Far too Early, but Not a Moment too Soon
A patient and family story from Catrina McKnight, recounting an experience that took place eight years ago.
As my eyes began to open slowly, I couldn’t fathom what had just occurred. My mind was blank for a moment while I tried to get my bearings and recall what was happening. My body didn’t feel the same as it had felt for the last seven months. It was numb from the morphine, yet the empty sensation in my abdomen jolted me into reality. My babies. They weren’t with me anymore.
“I had spent the last two-and-a-half months doing everything in my power to keep them inside of me.”
Medical procedures, shots to help with lung development, two hospital stays, and strict bed rest. I counted every day and knew the major milestones. I knew their chance of survival for each additional week that they stayed inside and the challenges that they would face if they arrived. I knew they needed more time, time to grow bigger and stronger. I knew they weren’t ready for the world yet, but the world was ready for them.
As my eyes opened, I saw my friend standing near the foot of my bed, large windows behind her framing the dark night sky. The lights in the room were dim. I could feel the warmth of the blankets that were on me.
“When I finally mustered up words, ‘My babies?’ was all that came out.”
My friend came near the edge of my bed and let me know that Alan (my husband) was with the babies and that they were okay. A sense of relief came over me, but that was soon replaced with months of worry.
My twins, Austin and Bailey, arrived at 28 weeks and two days, weighing just under two-and-a-half pounds each. Nothing in the world could have prepared me for it. The moment I saw my oldest child for the first time, it was magical – pure unconditional love and happiness. The moment I saw my 2-lb twins for the first time, it was unconditional love and terror all wrapped up in one.
“Standing in the NICU for the first time, four hours after I had a c-section and still hooked to an IV of morphine, I stared at my babies covered in tubes and wires.”
My husband stood next to me. I feel like in that moment we both grew up in an instant. Nothing else in the world mattered. Our new purpose in life was to care for these fragile beings. Neither of us knew what to do or say but these tiny humans belonged to us. They needed us, and we needed the NICU nurses.
I spent days walking from my hospital room to the NICU at all hours of the day and night. I was so happy that I kept them in long enough and they were alive, but so mad at the world that they were born so early. Did I do something wrong? Am I being punished? Why us? All questions that ran through my head as I walked past the other rooms with moms and babies in them. I couldn’t help but feel alone. Alone is a hospital full of people.
The day I was discharged, my husband and two-year-old daughter walked out of the hospital with me. It was like half of my heart was walking down the hallway and through the lobby with me, and half of it was on the seventh floor in isolettes.
“Once I went home, I spent all hours of the day and night driving an hour each way to and from the NICU.”
Nothing could stop me from being with them. Yet, despite my loving husband and support family and friends, I still felt alone. Like no one understood what I was going through. People said all the right words but it didn’t make it okay because no one truly understood what I was going through. They didn’t know what it felt like to want to hold your newborn without them being attached to machines. The very machines were keeping them alive. They didn’t know what it felt like to just want to have your family all in one place. Not being able to have my children all together ate away at me every single day. It was like leading two separate lives.
Almost eight years later, I am here to tell you that we made it. The four months that we spent at the UVM Children’s Hospital changed all of us. Austin and Bailey left bigger, stronger, and ready to take on the world. My husband an I left knowing that we can take anything life throws at us and our daughter left now with two siblings and friends for life.

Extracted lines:
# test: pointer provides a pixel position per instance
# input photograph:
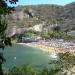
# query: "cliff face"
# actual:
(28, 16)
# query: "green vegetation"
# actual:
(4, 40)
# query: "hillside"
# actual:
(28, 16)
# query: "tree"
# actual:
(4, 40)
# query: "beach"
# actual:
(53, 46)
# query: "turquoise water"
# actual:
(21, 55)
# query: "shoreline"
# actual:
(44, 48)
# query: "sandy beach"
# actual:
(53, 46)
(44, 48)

* * *

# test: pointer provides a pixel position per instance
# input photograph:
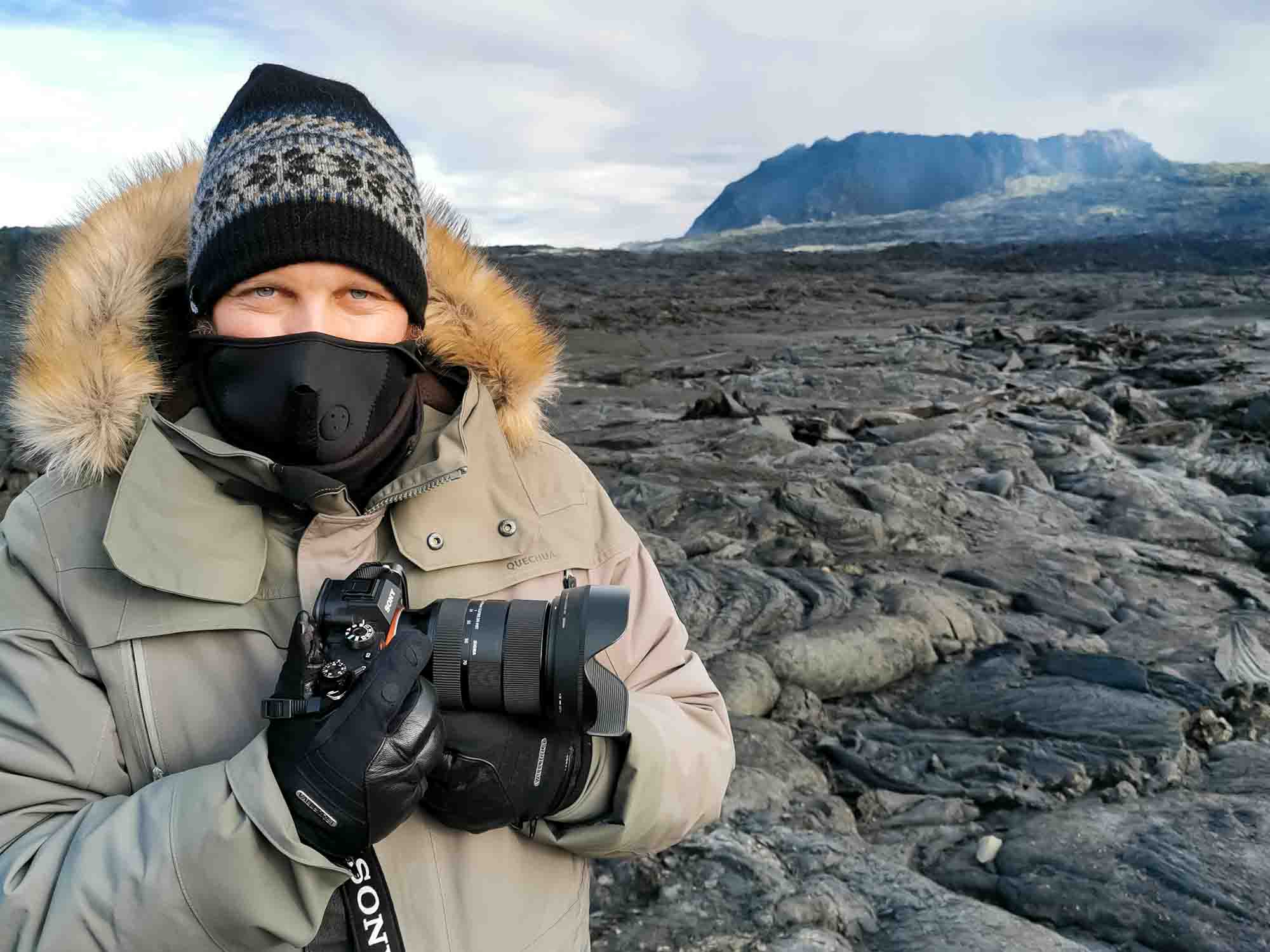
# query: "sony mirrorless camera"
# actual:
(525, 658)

> **TASK DIRECTIONS**
Reproduce the stretch of the NICU story from "My husband stood" through "full of people.", word for word. Work only from the NICU story when responding.

> **RESPONSE AREA**
My husband stood next to me. I feel like in that moment we both grew up in an instant. Nothing else in the world mattered. Our new purpose in life was to care for these fragile beings. Neither of us knew what to do or say but these tiny humans belonged to us. They needed us, and we needed the NICU nurses.
I spent days walking from my hospital room to the NICU at all hours of the day and night. I was so happy that I kept them in long enough and they were alive, but so mad at the world that they were born so early. Did I do something wrong? Am I being punished? Why us? All questions that ran through my head as I walked past the other rooms with moms and babies in them. I couldn’t help but feel alone. Alone is a hospital full of people.